* [GIVEN PASSAGE]:

______________________________

Crisis in Venezuela through a Venezuelan's Eyes

The recent blackout has reminded the public of the ongoing crisis in Venezuela. Because many are not very well versed on the issue, I decided that in addition to scoping articles and news stories, I would interview Michelle Verde, a Venezuelan who is incredibly familiar with the ongoing struggles in the country. In addition to being full Venezuelan, Michelle still has family living there she is in regular contact with and has actually visited Venezuela during this time.

For those who do not know what is going on, let's go back to 2013. President Chavez, a socialist whose regime was disliked by many, passed away. This death was a wake-up call for many citizens who were ready for a change. However, with the flawed campaign of President Maduro that change was unattainable. This social upset after he was put into office caused a series of protests and raised awareness of the brutality of the Venezuelan police force. Their retaliation was violent, and other issues would arise that would cause civilians to continue to revolt against the government.

In a country in the midst of a potential coup d’etat, chaos is inevitable. The past five years have been tough for Venezuelans and tensions continue to rise as hyperinflation increases, food and medicine become scarce, and oil output declines alongside a plethora of other issues. These events have caused droves of Venezuelans to leave their homeland in search of security and stability including Michelle’s family.

Tell me a little about your relationship and history with the country.

I was born and raised there until the age of six. That was when I moved to the United States. Some of my family is still there and I talk to them often through Whatsapp.

What was your reaction when you first heard about what was going on in the country? Did you think it would get this bad?

At first, we didn’t think it would be this bad. When Chavez died we thought someone else would take his place and make things better. We felt like that was an opportunity for a lot of change, but Maduro was doing the same things if not worse. His campaign expressed that he would continue Chavez’s legacy. He won but many say that he cheated to win. We had no way of knowing that things would take such a dark turn; we were hopeful at first, but now it just seems like it’ll take time before things get better.

How is your family doing out there?

Some of my family members left the country and moved to Chile and Peru. The ones who are there are struggling but we’re fortunate enough to be able to help them and send them money and care packages. Other people aren’t lucky enough to have family outside of the country. Those people sometimes have to resort to begging for water and other necessities.

What do you think is the hardest thing that families are facing during this time?

______________________________

* [PROVIDED INFORMATION]:
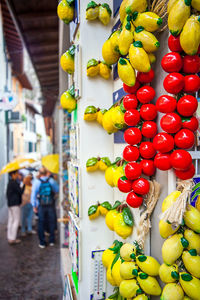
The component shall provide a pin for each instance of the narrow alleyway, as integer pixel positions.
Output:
(28, 272)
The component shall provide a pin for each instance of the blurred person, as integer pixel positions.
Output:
(51, 175)
(42, 199)
(27, 208)
(14, 197)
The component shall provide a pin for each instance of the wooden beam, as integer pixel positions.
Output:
(36, 45)
(46, 66)
(35, 32)
(45, 55)
(37, 15)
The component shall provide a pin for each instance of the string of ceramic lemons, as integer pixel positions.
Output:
(111, 120)
(65, 11)
(181, 23)
(180, 270)
(132, 271)
(95, 67)
(134, 40)
(118, 217)
(98, 11)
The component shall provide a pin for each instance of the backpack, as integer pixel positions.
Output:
(45, 193)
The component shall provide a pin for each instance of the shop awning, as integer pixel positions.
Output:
(37, 22)
(14, 46)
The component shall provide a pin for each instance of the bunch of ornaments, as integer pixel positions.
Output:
(147, 149)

______________________________

Using the interview about the crisis in Venezuela, say whether each statement agrees with it: (a) Michelle Verde moved to the United States at the age of six. (b) Some of Michelle Verde's family members moved to Chile and Peru. (c) Maduro's campaign promised to break with Chavez's legacy. Answer yes or no for each and quote the deciding words.

(a) Yes: "I was born and raised there until the age of six. That was when I moved to the United States."
(b) Yes: "Some of my family members left the country and moved to Chile and Peru."
(c) No: "His campaign expressed that he would continue Chavez’s legacy."